• **Task to complete**:
Here are the records. Write out exactly the lines between the one holding "Target: high-rise apartment building" and the one holding "Guideline: for every instance of the boat hull, drop", inclusive.

• • •

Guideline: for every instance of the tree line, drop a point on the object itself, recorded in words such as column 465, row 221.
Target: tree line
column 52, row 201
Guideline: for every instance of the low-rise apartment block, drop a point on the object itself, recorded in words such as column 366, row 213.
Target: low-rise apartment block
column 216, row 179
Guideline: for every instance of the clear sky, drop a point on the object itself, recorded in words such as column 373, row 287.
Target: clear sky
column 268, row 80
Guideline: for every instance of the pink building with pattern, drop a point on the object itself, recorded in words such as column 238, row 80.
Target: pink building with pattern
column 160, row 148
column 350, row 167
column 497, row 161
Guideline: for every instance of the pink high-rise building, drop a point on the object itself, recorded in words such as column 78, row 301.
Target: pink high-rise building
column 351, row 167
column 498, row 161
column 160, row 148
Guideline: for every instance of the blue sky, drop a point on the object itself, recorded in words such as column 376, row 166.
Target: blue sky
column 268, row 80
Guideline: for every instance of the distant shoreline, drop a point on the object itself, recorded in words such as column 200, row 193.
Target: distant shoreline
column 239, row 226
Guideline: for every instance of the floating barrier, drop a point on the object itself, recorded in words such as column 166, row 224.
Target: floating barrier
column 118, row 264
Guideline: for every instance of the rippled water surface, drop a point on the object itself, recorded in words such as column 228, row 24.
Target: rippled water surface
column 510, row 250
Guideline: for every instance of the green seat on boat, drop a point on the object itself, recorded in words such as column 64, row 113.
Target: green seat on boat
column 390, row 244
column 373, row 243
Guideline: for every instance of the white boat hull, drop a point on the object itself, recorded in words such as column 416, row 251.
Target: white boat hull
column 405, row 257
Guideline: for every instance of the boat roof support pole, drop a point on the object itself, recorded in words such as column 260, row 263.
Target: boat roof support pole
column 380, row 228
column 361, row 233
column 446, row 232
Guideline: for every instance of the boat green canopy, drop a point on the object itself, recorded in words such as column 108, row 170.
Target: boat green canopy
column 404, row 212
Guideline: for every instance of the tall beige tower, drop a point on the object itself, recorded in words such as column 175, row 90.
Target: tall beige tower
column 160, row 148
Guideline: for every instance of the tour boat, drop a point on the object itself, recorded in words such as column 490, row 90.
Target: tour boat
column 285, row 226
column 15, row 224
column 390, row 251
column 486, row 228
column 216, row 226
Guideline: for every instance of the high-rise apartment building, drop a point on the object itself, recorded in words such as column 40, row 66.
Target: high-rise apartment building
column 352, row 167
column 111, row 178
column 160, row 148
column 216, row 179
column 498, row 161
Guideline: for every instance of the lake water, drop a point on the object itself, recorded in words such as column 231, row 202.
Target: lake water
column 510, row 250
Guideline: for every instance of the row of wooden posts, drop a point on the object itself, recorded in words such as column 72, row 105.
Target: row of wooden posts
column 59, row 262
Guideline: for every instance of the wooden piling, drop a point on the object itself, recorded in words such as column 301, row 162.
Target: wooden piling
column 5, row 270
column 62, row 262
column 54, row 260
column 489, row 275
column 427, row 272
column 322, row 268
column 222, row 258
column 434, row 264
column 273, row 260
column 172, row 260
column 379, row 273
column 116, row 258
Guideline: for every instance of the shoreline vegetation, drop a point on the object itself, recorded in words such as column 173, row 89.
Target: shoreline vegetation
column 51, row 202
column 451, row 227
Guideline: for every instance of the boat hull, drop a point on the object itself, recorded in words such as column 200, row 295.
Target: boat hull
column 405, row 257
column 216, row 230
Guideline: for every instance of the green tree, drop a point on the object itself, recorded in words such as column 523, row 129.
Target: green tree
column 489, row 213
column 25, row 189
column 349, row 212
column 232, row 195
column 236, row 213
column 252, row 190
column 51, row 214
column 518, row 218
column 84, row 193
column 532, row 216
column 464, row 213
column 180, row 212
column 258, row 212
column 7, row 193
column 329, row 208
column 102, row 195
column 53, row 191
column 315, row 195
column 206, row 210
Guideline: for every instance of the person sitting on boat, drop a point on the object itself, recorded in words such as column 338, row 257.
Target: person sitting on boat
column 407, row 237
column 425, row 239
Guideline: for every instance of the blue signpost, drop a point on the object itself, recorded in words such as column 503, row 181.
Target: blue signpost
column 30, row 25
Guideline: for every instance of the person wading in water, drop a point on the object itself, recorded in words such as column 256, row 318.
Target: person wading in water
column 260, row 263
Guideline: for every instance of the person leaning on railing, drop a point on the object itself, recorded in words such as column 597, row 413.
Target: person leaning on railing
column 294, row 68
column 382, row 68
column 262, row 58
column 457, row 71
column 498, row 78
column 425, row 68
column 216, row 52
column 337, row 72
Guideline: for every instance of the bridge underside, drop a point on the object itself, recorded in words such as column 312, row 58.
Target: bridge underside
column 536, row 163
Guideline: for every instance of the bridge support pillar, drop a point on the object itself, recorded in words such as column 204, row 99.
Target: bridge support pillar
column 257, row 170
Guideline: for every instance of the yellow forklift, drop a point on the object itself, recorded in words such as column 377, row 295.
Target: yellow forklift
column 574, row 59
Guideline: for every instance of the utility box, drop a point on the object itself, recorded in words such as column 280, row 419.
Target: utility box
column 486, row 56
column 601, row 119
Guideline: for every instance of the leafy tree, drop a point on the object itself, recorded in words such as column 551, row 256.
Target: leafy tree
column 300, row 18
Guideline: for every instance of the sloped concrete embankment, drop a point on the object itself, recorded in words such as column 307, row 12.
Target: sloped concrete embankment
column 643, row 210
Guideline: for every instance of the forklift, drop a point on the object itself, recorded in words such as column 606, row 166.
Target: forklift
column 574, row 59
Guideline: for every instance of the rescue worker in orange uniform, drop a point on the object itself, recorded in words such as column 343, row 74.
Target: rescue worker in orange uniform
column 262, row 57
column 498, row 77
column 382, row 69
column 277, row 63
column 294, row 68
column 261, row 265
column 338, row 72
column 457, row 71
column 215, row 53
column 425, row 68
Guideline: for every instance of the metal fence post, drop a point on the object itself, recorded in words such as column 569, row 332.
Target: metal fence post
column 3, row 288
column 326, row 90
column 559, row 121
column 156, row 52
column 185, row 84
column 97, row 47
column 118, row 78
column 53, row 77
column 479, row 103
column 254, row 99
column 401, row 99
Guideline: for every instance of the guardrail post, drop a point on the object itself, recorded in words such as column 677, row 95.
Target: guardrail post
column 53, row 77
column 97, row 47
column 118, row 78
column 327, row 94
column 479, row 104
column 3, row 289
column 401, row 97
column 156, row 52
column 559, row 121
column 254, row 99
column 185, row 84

• • •

• **The answer**:
Target: high-rise apartment building
column 352, row 167
column 111, row 178
column 160, row 148
column 216, row 179
column 498, row 161
Guideline: for every instance of the lake water, drop a point on the object itself, recorded in words such as column 231, row 202.
Target: lake water
column 510, row 250
Guideline: for every instance of the row of wooden posts, drop a point on the object itself, recorded in words such as column 72, row 105.
Target: row of wooden posts
column 59, row 262
Guideline: for every instance of the wooden piling, drop a point on the object itself, recorded in words such as column 301, row 162.
Target: wooden piling
column 5, row 270
column 62, row 262
column 54, row 260
column 489, row 275
column 427, row 272
column 322, row 268
column 222, row 258
column 434, row 264
column 273, row 260
column 172, row 260
column 379, row 273
column 116, row 258
Guideline: for every instance of the shoreline vegetation, drop a point on the object itself, recorded in words such as column 173, row 89.
Target: shoreline vegetation
column 51, row 202
column 451, row 227
Guideline: for every instance of the boat hull, drop a point on the object itself, recorded in words such as column 200, row 295.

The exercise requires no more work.